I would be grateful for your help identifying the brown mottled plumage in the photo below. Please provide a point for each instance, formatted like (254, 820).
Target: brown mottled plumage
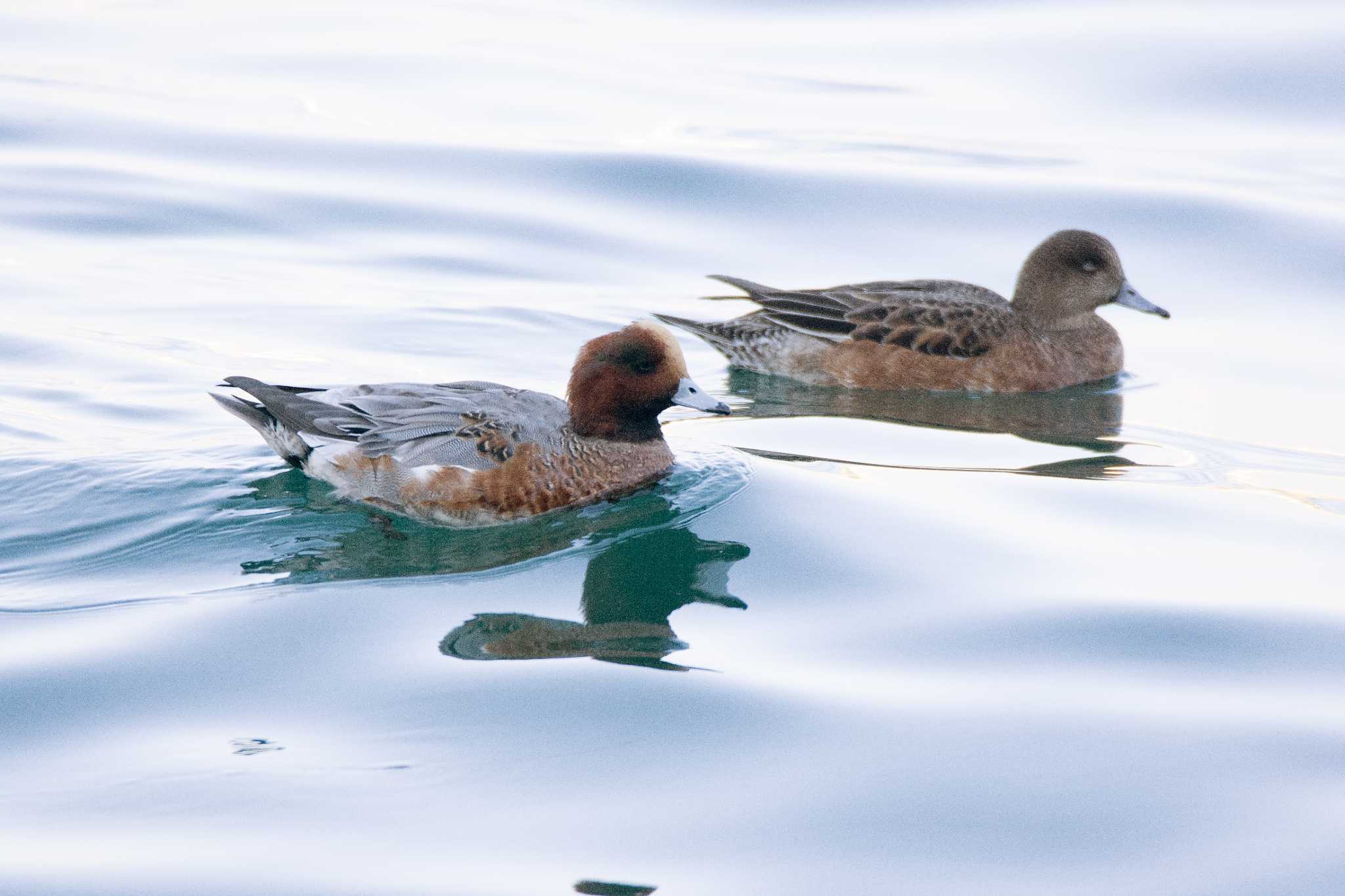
(938, 333)
(479, 453)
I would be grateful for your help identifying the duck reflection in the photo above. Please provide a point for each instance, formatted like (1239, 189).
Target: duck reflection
(1087, 416)
(630, 591)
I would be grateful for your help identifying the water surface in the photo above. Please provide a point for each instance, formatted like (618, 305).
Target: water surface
(1084, 643)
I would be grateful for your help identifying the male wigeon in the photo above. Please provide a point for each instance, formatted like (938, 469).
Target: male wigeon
(479, 453)
(940, 333)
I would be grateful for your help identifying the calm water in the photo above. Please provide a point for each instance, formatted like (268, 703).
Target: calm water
(1080, 644)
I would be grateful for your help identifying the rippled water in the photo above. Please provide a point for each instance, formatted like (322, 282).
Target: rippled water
(1084, 643)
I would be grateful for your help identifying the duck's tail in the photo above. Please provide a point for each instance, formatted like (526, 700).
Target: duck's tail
(283, 440)
(752, 289)
(718, 333)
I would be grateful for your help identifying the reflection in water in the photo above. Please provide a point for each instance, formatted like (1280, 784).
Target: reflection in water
(630, 591)
(380, 547)
(1087, 416)
(604, 888)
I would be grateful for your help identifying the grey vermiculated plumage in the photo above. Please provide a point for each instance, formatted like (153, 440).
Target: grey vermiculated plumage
(420, 423)
(916, 312)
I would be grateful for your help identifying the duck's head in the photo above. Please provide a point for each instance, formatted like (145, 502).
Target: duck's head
(623, 381)
(1070, 276)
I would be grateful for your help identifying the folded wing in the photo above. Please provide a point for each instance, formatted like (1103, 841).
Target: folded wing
(471, 423)
(931, 316)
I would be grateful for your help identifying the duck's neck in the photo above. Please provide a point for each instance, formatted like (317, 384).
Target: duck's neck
(1087, 320)
(628, 425)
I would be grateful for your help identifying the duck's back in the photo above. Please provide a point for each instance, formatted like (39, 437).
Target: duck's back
(467, 453)
(917, 335)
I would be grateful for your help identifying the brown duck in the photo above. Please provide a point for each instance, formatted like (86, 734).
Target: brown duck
(940, 333)
(477, 453)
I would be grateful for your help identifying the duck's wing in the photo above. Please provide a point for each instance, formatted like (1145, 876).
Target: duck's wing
(471, 423)
(930, 316)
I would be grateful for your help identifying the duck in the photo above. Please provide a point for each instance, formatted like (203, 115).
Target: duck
(475, 453)
(940, 333)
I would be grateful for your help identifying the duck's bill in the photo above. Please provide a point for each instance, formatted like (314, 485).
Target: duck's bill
(1128, 297)
(692, 395)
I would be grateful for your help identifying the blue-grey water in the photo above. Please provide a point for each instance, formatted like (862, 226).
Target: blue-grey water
(1080, 644)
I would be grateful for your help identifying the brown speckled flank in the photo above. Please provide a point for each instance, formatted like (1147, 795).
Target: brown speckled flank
(481, 453)
(942, 335)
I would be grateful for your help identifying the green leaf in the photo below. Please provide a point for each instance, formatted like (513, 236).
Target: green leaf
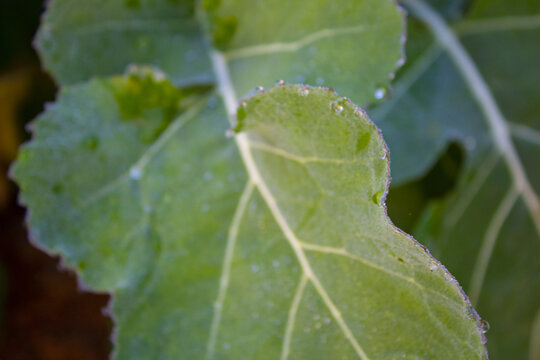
(273, 245)
(78, 40)
(349, 45)
(476, 82)
(199, 267)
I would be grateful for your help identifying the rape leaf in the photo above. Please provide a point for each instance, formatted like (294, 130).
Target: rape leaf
(475, 82)
(274, 244)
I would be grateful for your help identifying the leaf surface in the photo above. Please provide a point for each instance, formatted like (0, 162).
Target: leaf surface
(215, 248)
(78, 40)
(475, 82)
(232, 273)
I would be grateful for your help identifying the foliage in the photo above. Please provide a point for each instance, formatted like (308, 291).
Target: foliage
(262, 232)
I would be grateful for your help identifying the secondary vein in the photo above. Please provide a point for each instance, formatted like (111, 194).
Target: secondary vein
(227, 91)
(277, 47)
(292, 316)
(226, 269)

:::::

— Given problem —
In the records above, find the line with "I would be grateful for your help identifying the brown speckled" and copy from it through the last line exactly, without the pictures.

— Output —
I would be grateful for your help identifying the brown speckled flank in the photo above. Please provide a point for each instance, formatted like (1147, 795).
Target: brown speckled flank
(481, 453)
(942, 335)
I would be grateful for your help identifying the green leaf in the photo below. Please provide a point for each instance, formatted like (513, 236).
Target: green leaf
(273, 245)
(78, 40)
(349, 45)
(476, 82)
(199, 267)
I would be grateful for your help identifying the rape leaf in the photo above. Please provide a point for each instance, formatted like (294, 130).
Target: rape leaf
(475, 82)
(274, 244)
I would be grateful for your help identifying the leaf surface in the photo above. Please provide a point for each instance, formatted like (0, 162).
Target: leaf surface
(215, 248)
(78, 40)
(475, 82)
(232, 273)
I would be grateful for your help identifying the foliage in the photo above. Please provide a point for each instance, formatted like (308, 291).
Target: foliage
(262, 232)
I would be grateful for your help identifying the secondary vein in the photo above. Please provide a point for each instance, formatted like (111, 194).
Target: secondary vein
(227, 91)
(277, 47)
(292, 316)
(226, 269)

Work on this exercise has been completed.